*** Opening of SOURCE PASSAGE ***

Back in 2016, Primary Healthcare Center (PHC) West Itam in the Itu Local Government Area of Akwa Ibom, Nigeria grappled with challenges ranging from inadequate staff to poor uptake of healthcare services due to an inadequate supply of medicines, healthcare personnel, and basic infrastructure. Mercy Bassey, Officer in Charge at PHC West Itam, could only describe the state of the healthcare center as “comatose”. The facility lacked power supply, basic medicines, and consumables making it more likely to see community residents farming in front of the building instead of receiving care inside. Dissatisfied with the situation, Mercy set out to make a change.

Overcoming Limitations

Thanks to support from the U.S. President’s Malaria Initiative (PMI), PHC West Itam began to receive bi-monthly review meetings. During these meetings, Mercy gained access to mentoring and on-the-job training which included stock management and how to request resupply of health commodities. Deploying her creativity, inventory management tools, and skills received via mentorship, Mrs. Bassey mobilized resources, including a donation of $170 (N68,000) from the local Ward Development Committee (WDC), to start an indigenous Drug Revolving Fund (DRF) for essential health commodities, including malaria medicines. She contacted sales representatives of pharmaceutical companies and received seedstock on credit, paying off the company after the sale of the medicines.

*** Close of SOURCE PASSAGE ***
*** Opening of PROVIDED INFORMATION ***

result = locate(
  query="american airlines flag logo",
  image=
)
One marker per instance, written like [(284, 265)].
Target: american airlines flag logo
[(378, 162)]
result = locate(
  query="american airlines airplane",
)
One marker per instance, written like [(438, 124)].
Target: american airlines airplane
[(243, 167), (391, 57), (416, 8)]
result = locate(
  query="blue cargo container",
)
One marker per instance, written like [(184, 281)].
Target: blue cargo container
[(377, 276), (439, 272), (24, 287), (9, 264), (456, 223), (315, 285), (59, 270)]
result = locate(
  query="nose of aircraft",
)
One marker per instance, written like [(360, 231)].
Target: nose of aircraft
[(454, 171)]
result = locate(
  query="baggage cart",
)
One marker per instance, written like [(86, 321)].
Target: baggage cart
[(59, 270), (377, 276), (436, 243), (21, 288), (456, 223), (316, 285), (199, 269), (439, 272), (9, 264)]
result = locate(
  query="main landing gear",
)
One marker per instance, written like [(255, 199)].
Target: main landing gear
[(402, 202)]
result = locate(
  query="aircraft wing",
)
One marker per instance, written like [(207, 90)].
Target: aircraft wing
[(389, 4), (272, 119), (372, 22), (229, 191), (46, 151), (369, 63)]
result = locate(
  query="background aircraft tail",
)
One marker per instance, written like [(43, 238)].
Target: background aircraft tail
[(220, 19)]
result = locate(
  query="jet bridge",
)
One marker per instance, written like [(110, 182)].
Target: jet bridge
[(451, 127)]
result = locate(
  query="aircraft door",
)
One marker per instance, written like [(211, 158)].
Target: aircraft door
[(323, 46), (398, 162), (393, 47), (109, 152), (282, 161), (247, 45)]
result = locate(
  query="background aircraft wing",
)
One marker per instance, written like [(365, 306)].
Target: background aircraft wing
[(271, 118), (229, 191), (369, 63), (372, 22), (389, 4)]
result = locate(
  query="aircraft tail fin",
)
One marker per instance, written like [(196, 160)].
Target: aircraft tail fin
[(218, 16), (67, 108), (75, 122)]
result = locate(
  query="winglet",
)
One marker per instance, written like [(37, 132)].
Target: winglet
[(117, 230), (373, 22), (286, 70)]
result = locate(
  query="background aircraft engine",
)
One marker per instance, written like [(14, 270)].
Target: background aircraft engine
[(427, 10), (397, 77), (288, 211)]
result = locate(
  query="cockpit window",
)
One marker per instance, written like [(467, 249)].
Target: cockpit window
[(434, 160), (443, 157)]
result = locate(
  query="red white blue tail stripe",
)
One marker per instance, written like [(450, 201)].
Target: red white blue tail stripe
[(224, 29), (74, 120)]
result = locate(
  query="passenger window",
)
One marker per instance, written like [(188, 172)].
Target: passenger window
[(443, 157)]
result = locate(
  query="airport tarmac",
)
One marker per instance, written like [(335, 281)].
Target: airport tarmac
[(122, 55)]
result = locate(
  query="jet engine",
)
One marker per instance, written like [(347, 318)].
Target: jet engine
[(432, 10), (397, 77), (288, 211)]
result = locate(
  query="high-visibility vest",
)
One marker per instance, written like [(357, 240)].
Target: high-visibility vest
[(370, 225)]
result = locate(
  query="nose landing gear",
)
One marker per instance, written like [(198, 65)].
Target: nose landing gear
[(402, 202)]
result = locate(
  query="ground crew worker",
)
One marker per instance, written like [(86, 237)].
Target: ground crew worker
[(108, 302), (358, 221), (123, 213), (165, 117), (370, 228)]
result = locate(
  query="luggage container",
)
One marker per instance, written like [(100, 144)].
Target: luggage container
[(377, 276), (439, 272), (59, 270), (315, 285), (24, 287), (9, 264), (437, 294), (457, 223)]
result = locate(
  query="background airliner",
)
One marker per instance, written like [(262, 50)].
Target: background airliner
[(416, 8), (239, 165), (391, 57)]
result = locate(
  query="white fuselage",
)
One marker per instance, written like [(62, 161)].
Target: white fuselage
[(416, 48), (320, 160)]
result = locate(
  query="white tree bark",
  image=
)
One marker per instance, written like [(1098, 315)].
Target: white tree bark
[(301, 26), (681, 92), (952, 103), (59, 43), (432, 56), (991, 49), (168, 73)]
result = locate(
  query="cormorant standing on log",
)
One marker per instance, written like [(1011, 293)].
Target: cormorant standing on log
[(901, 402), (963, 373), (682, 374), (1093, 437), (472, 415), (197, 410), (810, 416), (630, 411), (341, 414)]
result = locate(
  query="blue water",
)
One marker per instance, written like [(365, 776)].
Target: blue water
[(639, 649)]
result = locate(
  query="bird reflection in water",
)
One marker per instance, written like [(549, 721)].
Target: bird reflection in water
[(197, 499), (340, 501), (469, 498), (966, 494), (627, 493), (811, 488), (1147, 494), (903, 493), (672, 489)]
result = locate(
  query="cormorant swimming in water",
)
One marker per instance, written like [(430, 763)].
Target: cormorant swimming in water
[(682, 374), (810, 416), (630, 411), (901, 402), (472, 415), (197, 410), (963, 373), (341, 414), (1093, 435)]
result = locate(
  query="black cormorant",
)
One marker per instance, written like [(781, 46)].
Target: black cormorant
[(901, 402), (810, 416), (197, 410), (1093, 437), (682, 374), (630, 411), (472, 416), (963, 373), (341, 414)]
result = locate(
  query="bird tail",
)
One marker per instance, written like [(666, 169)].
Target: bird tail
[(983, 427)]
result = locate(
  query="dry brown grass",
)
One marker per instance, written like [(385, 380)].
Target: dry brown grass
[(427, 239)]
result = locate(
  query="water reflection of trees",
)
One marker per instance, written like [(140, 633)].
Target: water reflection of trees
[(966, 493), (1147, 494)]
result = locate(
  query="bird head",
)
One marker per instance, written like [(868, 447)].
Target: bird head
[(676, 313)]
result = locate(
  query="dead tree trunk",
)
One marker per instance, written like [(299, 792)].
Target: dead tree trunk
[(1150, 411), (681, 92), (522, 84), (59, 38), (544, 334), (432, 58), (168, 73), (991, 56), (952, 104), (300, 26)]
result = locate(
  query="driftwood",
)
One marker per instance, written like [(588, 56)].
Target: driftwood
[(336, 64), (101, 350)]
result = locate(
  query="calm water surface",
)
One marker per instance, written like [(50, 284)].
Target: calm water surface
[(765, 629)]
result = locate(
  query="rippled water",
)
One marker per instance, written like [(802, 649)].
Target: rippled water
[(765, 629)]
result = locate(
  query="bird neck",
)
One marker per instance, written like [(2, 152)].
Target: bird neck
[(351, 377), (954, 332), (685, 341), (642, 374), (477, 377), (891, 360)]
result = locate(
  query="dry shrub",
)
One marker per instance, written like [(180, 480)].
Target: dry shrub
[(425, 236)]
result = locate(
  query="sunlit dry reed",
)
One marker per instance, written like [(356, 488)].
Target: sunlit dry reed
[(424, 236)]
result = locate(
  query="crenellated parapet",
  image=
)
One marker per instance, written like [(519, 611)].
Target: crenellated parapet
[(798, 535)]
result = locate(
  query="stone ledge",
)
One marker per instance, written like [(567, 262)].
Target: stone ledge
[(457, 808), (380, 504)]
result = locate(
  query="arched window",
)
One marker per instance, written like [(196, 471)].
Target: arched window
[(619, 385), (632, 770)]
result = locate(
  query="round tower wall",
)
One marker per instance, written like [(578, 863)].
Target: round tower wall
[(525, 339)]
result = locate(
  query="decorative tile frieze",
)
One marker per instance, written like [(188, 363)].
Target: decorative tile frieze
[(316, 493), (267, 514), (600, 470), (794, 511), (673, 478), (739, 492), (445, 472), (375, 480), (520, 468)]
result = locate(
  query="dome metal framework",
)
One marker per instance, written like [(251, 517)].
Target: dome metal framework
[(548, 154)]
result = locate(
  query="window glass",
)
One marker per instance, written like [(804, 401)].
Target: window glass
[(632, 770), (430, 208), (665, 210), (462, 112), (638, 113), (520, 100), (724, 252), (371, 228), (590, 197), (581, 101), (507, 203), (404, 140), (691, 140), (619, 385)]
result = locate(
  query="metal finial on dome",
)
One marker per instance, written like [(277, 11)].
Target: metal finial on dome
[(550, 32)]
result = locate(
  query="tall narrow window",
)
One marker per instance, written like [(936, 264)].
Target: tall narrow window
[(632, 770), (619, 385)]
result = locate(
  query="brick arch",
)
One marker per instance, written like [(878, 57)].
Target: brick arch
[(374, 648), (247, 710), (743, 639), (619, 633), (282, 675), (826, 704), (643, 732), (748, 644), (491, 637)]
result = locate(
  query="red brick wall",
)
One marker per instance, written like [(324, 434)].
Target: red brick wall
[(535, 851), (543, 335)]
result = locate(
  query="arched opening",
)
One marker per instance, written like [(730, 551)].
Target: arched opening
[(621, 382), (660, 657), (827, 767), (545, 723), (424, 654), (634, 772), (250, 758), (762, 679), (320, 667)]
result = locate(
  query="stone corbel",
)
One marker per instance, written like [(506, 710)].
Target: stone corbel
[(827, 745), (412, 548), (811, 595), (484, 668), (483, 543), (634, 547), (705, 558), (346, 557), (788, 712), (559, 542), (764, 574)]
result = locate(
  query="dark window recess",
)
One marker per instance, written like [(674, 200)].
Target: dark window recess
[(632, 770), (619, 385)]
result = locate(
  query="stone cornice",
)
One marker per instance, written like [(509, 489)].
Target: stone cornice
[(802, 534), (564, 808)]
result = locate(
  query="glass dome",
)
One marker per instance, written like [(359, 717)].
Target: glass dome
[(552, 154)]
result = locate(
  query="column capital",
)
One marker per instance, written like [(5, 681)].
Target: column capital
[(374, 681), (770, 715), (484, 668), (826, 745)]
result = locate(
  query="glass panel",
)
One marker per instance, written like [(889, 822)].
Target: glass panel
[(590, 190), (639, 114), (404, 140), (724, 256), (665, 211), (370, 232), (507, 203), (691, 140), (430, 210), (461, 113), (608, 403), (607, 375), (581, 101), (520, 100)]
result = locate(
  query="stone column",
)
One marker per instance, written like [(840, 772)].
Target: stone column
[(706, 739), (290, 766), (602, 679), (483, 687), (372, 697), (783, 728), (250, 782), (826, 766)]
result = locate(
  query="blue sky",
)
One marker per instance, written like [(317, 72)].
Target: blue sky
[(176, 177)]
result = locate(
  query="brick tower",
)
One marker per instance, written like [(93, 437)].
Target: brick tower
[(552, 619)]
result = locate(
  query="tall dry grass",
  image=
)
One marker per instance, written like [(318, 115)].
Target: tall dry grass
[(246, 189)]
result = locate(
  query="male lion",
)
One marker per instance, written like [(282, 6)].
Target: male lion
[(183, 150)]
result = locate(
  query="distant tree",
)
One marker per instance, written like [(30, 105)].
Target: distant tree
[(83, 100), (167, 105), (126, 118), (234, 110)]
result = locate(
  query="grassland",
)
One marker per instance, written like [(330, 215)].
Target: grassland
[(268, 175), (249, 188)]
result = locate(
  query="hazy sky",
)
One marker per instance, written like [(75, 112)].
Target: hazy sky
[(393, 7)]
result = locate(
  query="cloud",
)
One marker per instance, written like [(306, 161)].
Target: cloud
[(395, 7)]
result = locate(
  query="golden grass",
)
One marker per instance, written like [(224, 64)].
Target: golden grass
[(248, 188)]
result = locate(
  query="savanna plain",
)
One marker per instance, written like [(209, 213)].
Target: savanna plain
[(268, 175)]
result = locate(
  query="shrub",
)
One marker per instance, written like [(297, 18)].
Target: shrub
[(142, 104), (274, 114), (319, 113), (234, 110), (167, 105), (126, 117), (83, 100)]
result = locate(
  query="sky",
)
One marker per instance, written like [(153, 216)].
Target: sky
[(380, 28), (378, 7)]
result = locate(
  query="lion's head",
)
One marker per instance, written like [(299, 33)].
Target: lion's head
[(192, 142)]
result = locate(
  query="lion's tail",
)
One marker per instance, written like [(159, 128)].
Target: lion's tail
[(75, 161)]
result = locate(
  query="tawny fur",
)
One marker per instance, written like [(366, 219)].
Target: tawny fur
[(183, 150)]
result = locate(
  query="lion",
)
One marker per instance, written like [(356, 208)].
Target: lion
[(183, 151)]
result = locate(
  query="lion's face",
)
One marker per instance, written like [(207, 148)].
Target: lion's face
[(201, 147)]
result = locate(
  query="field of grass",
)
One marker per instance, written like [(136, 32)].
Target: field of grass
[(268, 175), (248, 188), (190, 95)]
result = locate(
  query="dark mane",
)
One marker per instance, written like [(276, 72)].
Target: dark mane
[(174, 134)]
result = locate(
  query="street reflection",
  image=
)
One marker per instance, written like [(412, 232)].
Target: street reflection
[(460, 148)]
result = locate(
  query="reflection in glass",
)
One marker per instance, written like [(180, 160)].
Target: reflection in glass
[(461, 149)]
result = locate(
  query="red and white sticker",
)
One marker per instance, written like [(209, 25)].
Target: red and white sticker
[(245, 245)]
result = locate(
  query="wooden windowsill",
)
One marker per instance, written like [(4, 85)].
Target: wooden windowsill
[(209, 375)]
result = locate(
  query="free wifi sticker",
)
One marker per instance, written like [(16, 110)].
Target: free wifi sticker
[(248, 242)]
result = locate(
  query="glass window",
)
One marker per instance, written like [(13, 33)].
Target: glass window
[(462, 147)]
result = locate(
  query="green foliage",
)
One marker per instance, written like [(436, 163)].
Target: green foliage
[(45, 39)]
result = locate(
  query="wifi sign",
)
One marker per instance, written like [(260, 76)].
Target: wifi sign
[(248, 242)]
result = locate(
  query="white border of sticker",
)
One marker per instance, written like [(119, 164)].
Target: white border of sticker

*** Close of PROVIDED INFORMATION ***

> PARTS OF THE EXERCISE:
1. Return everything in the PHC West Itam text from "Back in 2016, Primary" down to "make a change.", copied word for word.
2. Please say whether each statement agrees with the PHC West Itam text, answering yes or no and quoting the deciding words.
(a) The Ward Development Committee donated $170 (N68,000).
(b) PHC West Itam's review meetings were held monthly.
(c) Mercy Bassey paid for the seedstock before receiving it.
3. List each abbreviation the PHC West Itam text gives in parentheses, along with the name it stands for.
The listing is separate material, unrelated to the PHC West Itam text.

> SOLUTIONS TO THE EXERCISE:
1.
Back in 2016, Primary Healthcare Center (PHC) West Itam in the Itu Local Government Area of Akwa Ibom, Nigeria grappled with challenges ranging from inadequate staff to poor uptake of healthcare services due to an inadequate supply of medicines, healthcare personnel, and basic infrastructure. Mercy Bassey, Officer in Charge at PHC West Itam, could only describe the state of the healthcare center as “comatose”. The facility lacked power supply, basic medicines, and consumables making it more likely to see community residents farming in front of the building instead of receiving care inside. Dissatisfied with the situation, Mercy set out to make a change.

2.
(a) Yes: "a donation of $170 (N68,000) from the local Ward Development Committee (WDC)"
(b) No: "PHC West Itam began to receive bi-monthly review meetings"
(c) No: "received seedstock on credit, paying off the company after the sale of the medicines"

3.
PHC: Primary Healthcare Center
PMI: U.S. President's Malaria Initiative
WDC: Ward Development Committee
DRF: Drug Revolving Fund